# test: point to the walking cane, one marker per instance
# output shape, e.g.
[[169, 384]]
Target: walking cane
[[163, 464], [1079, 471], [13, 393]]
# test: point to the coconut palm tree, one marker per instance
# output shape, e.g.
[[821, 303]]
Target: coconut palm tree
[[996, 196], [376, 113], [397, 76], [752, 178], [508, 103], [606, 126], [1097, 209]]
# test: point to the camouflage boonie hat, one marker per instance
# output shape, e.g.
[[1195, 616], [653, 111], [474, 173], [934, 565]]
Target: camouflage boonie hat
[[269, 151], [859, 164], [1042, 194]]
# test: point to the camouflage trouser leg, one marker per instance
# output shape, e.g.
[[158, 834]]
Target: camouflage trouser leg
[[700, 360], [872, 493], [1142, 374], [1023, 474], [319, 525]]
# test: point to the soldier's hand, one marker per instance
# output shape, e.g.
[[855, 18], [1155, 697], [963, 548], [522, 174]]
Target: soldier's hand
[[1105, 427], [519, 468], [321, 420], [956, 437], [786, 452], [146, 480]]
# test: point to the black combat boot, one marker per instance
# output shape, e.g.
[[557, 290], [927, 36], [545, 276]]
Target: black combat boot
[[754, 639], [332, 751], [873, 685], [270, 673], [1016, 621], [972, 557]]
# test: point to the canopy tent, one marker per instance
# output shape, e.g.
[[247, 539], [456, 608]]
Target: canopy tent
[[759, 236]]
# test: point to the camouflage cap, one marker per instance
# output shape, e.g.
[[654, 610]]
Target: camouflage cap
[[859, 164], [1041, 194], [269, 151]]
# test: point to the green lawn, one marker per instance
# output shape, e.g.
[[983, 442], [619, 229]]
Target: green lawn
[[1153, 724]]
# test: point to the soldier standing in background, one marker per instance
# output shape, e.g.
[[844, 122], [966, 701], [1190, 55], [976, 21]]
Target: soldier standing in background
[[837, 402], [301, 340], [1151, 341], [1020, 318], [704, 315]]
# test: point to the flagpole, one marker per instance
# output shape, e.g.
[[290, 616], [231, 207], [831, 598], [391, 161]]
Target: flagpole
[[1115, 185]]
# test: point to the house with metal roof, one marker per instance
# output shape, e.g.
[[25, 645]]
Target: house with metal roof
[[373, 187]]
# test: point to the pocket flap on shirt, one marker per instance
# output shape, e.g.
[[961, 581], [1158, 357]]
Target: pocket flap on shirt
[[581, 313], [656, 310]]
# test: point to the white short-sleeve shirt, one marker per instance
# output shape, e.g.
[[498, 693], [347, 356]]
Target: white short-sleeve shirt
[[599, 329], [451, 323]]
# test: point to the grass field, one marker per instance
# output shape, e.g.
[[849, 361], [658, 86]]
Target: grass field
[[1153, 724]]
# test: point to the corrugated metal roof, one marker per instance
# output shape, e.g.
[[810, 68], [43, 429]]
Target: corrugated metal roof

▶ _PROBLEM STATEMENT_
Turn the lines above, from the very first one up to and including the line that contains "452], [146, 480]]", into a JSON list of strings, one string per line, with blank lines left out.

▶ _FINISHED EXERCISE_
[
  "# test: point to the walking cane, one marker per instance",
  "# output shape, e.g.",
  "[[169, 384]]",
  "Target: walking cane",
  "[[163, 464], [1079, 471], [13, 393]]",
  "# test: point to the coconut palm tree, one marker per instance",
  "# output shape, e.g.",
  "[[821, 303]]",
  "Target: coconut palm tree",
  "[[996, 196], [376, 113], [397, 76], [752, 178], [508, 103], [606, 126], [1097, 209]]",
  "# test: point to the camouflage boonie hat, one marker per instance",
  "# output shape, e.g.",
  "[[1195, 616], [653, 111], [474, 173], [934, 565]]",
  "Target: camouflage boonie hat",
  "[[269, 151], [859, 164], [1042, 194]]",
  "# test: point to the camouflage trouser leg, one marker per instance",
  "# output shape, e.g.",
  "[[158, 834]]",
  "Target: camouflage trouser leg",
  "[[700, 360], [872, 493], [1142, 374], [1023, 474], [319, 525]]",
  "# test: point to the soldier's hand, one marker per instance",
  "# output shape, e.g.",
  "[[855, 18], [1155, 697], [963, 548], [522, 174]]",
  "Target: soldier's hand",
  "[[1105, 427], [519, 468], [321, 420], [956, 437], [786, 452], [146, 480]]"
]